Copy all of the data below exactly as it is given.

*-*-*

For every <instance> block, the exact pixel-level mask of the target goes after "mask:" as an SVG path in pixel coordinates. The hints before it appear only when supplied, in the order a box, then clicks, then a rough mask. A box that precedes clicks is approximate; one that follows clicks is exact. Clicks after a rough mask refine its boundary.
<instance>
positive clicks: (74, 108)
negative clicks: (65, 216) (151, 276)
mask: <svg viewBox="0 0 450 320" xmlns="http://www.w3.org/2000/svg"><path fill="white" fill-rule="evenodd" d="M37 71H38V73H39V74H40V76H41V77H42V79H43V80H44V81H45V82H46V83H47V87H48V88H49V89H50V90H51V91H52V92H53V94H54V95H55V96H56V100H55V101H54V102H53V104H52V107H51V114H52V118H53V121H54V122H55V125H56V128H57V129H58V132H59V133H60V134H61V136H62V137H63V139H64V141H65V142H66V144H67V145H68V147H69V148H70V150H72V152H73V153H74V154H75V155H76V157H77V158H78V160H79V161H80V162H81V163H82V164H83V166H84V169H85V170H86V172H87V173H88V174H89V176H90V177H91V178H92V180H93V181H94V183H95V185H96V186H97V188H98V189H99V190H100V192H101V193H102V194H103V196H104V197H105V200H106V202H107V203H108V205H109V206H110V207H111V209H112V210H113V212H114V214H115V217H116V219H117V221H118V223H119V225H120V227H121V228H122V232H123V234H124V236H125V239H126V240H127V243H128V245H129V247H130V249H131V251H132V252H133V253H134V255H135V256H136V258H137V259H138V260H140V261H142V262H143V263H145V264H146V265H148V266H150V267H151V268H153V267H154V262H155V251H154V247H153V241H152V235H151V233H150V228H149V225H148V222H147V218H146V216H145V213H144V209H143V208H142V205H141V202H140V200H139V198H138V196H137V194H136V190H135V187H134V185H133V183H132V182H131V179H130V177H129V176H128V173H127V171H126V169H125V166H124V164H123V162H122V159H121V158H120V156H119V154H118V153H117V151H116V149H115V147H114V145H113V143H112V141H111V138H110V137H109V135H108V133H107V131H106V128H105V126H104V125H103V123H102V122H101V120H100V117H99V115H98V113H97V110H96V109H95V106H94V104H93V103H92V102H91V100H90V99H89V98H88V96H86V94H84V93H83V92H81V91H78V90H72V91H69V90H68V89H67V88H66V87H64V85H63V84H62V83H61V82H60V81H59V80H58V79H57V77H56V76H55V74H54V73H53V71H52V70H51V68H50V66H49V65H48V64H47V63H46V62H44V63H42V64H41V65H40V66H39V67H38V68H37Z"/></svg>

*-*-*

**TASK SOLUTION**:
For every <instance> block, the exact pixel-level mask of the target goes after "mask:" as an SVG path in pixel coordinates. The hints before it appear only when supplied, in the order a box, then clicks, then a rough mask. A box that precedes clicks is approximate; one that follows clicks is exact. Clicks after a rough mask refine its boundary.
<instance>
positive clicks: (74, 108)
negative clicks: (65, 216) (151, 276)
mask: <svg viewBox="0 0 450 320" xmlns="http://www.w3.org/2000/svg"><path fill="white" fill-rule="evenodd" d="M37 71H38V73H39V74H40V76H41V77H42V79H43V80H44V81H45V82H46V83H47V87H48V88H49V89H50V90H51V91H52V92H53V94H54V95H55V96H56V100H55V101H54V102H53V104H52V107H51V114H52V118H53V121H54V122H55V125H56V128H57V129H58V132H59V133H60V134H61V136H62V137H63V139H64V141H65V142H66V144H67V145H68V147H69V148H70V150H72V152H73V153H74V154H75V155H76V157H77V158H78V160H79V161H80V162H81V163H82V164H83V166H84V169H85V170H86V172H87V173H88V174H89V176H90V177H91V178H92V180H93V181H94V183H95V185H96V186H97V188H98V189H99V190H100V192H101V193H102V194H103V196H104V197H105V200H106V202H107V203H108V205H109V206H110V207H111V209H112V210H113V212H114V214H115V217H116V219H117V221H118V223H119V225H120V227H121V228H122V232H123V234H124V236H125V239H126V240H127V243H128V245H129V247H130V249H131V251H132V252H133V253H134V255H135V256H136V258H137V259H138V260H140V261H142V262H143V263H145V264H146V265H148V266H150V267H151V268H153V267H154V262H155V251H154V247H153V241H152V235H151V233H150V228H149V225H148V222H147V218H146V216H145V213H144V209H143V208H142V205H141V202H140V200H139V198H138V196H137V194H136V190H135V187H134V185H133V183H132V182H131V179H130V177H129V176H128V173H127V171H126V169H125V166H124V164H123V162H122V159H121V158H120V156H119V154H118V153H117V151H116V149H115V147H114V145H113V143H112V141H111V138H110V137H109V135H108V133H107V131H106V128H105V126H104V125H103V123H102V122H101V120H100V117H99V115H98V113H97V110H96V109H95V106H94V104H93V103H92V102H91V100H90V99H89V98H88V96H86V94H84V93H83V92H81V91H78V90H72V91H69V90H68V89H67V88H66V87H64V85H63V84H62V83H61V82H60V81H59V80H58V79H57V77H56V76H55V74H54V73H53V71H52V70H51V68H50V66H49V65H48V64H47V63H46V62H44V63H42V64H41V65H40V66H39V67H38V68H37Z"/></svg>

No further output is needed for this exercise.